● Stated exercise
In the essay on The Last Jedi below, which flaw does the writer admit is cringe-worthy?

● Quoted passage

-- begin --

The film isn’t without flaws. Leia’s space resurrection is admittedly cringe-worthy, but other problems aren’t as serious as detractors claim. Finn’s sidequest develops his character and the larger galaxy in new and interesting ways. Poe Dameron’s behavior wouldn’t get him answers in any kind of military organization. The Holdo maneuver doesn’t "break" hyperspace travel because the films haven’t really established rules to break, so a throwaway line elsewhere can fix any sci-fi physics concerns. Force projection is as much an out-of-the-blue power in The Last Jedi as Force lightning was in Return of the Jedi.

Everywhere Johnson tries to innovate, complaints about staying true to the past crop up. Every time the story starts to move in a new direction, some try to pull it back, to re-form it into the shape of the original trilogy. The Rise of Skywalker explicitly resurrects the past to recreate a battle already seen.

With The Last Jedi, Rian Johnson tried to free Star Wars from itself. He attempted to make the galaxy a place where new and exciting things can happen once again, and where the things that do happen have real consequences. Vocal fans resisted, and with The Rise of Skywalker, almost everything he accomplished was undone. It remains to be seen what will happen to Star Wars, and whether or not Johnson will return to itThe Last Jedi gave an opportunity that Star Wars squandered. The best fans can hope for now is that the next trilogy starts with a plot outline.

-- end --

● Listed entries
-- begin --

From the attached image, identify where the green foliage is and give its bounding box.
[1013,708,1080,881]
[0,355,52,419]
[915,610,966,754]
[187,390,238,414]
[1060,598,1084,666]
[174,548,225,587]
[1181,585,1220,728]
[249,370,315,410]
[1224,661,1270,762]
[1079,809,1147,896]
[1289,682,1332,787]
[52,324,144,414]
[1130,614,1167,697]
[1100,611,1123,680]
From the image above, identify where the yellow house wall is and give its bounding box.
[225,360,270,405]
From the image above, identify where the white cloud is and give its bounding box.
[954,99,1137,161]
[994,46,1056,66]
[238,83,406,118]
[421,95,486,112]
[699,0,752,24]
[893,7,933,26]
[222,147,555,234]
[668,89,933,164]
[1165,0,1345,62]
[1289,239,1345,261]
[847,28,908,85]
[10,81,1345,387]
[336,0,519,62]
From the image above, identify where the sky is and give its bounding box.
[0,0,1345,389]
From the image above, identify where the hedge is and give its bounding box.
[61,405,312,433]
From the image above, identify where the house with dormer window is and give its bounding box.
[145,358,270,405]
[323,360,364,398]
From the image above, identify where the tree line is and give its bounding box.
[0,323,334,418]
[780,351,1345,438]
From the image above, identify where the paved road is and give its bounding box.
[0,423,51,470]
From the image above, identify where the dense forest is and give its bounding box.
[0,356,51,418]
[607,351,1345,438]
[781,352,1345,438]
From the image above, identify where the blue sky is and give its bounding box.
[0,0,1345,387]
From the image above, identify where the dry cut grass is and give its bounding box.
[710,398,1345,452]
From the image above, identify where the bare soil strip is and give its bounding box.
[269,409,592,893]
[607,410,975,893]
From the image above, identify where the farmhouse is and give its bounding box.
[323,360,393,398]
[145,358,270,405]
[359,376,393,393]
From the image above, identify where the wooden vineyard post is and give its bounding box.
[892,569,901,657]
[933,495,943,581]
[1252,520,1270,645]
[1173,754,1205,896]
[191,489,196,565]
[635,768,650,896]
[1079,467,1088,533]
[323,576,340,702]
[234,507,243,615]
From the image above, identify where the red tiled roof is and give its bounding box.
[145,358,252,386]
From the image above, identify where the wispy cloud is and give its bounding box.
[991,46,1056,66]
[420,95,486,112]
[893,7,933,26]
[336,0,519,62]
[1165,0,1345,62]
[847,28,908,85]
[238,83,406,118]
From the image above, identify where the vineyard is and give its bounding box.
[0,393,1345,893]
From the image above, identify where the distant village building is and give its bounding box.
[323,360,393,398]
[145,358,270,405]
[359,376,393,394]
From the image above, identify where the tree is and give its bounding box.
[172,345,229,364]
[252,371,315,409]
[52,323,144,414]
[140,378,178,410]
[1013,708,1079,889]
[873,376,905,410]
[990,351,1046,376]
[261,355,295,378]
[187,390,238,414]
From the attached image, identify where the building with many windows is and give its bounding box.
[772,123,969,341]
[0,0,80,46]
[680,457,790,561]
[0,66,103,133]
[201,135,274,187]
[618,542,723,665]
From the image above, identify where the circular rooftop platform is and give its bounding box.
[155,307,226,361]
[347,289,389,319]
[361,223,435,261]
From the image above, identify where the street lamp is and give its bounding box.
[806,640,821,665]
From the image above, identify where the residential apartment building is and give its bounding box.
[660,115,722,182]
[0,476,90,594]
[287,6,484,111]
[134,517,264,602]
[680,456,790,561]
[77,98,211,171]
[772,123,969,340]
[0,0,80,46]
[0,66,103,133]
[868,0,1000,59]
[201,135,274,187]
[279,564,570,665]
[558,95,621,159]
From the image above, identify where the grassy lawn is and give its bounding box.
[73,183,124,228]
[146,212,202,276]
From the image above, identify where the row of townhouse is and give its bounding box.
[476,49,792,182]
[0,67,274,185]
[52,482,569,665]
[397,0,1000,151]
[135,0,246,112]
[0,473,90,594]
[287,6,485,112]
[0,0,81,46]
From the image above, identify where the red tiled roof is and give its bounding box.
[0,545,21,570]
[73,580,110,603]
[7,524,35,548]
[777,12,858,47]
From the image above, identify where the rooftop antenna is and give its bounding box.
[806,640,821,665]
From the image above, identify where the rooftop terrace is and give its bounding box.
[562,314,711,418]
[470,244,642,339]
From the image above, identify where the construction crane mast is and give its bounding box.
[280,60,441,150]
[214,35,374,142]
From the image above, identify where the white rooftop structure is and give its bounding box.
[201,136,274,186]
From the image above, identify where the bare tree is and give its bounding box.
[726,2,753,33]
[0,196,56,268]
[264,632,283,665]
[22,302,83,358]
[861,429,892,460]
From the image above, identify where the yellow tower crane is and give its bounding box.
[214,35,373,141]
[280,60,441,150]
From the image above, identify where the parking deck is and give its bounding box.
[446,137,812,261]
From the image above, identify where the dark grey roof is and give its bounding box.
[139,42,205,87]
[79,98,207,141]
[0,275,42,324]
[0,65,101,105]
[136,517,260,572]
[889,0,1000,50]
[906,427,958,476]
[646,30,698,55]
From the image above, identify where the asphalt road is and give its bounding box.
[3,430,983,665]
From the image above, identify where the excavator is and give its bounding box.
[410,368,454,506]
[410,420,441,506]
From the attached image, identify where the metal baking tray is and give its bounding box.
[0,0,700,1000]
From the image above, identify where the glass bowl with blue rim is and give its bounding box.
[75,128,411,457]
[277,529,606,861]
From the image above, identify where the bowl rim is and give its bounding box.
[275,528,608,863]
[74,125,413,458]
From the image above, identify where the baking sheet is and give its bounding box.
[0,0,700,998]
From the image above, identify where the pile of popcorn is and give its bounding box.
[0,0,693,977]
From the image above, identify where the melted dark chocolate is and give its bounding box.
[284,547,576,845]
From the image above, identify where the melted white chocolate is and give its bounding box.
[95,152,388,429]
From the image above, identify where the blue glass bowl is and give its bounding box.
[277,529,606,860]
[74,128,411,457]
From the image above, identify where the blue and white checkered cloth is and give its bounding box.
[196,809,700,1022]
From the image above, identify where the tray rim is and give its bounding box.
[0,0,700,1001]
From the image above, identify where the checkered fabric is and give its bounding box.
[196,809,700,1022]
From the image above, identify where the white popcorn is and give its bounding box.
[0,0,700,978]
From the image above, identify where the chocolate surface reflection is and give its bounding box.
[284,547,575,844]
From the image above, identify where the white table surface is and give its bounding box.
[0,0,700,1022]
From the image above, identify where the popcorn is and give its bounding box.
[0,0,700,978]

-- end --

● Result
Leia's space resurrection.